— SET TASK —
Count the lines in the records that follow which contain the string "below", matching case exactly. Reply with the number only.

— PROVIDED RECORDS —
==================================================
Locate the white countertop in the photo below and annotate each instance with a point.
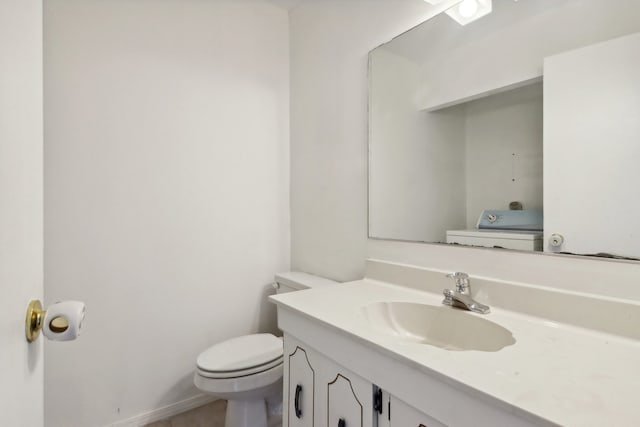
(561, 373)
==================================================
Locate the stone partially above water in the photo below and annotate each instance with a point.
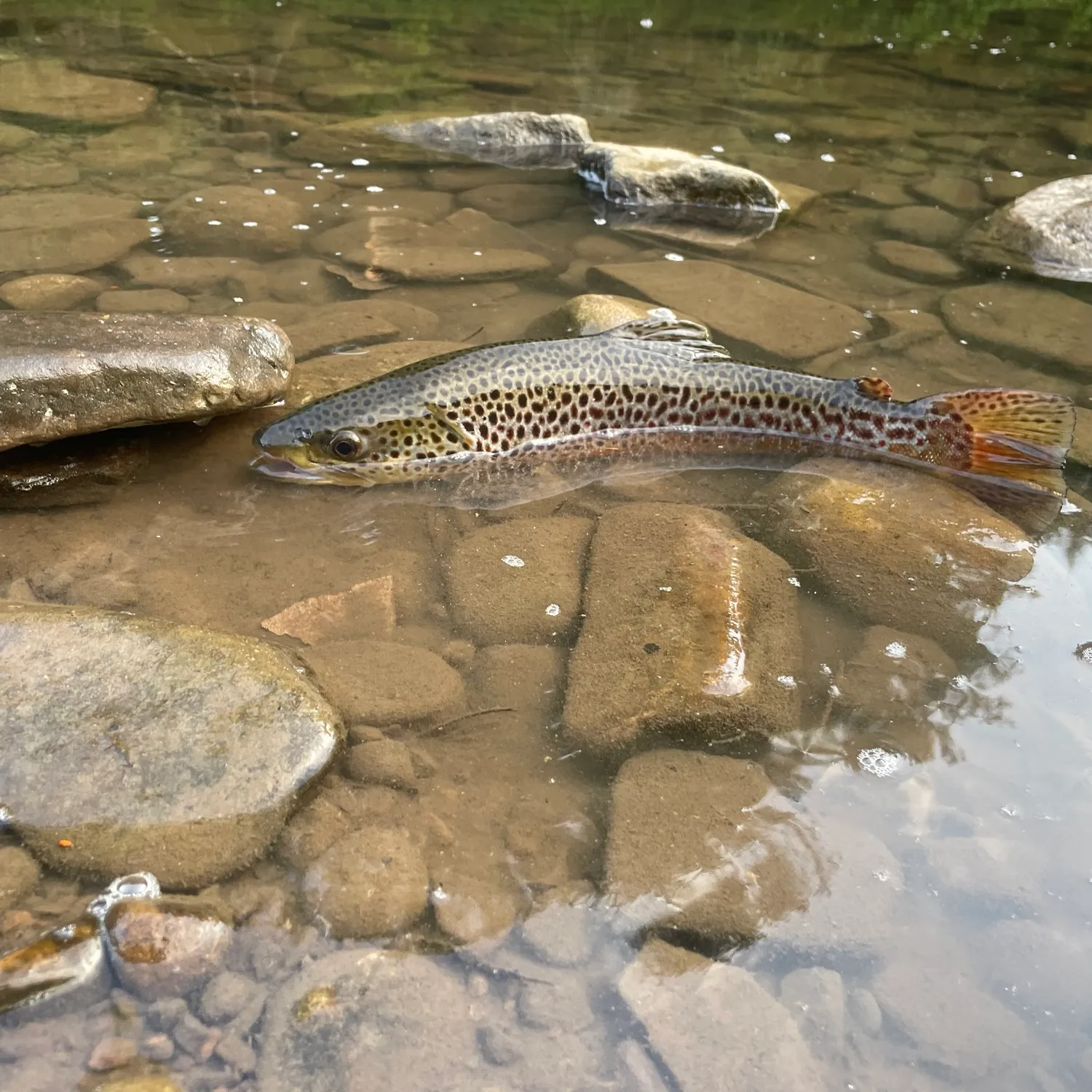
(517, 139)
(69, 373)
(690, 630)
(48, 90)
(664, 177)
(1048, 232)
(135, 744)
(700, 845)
==================================================
— IN RESPONSE —
2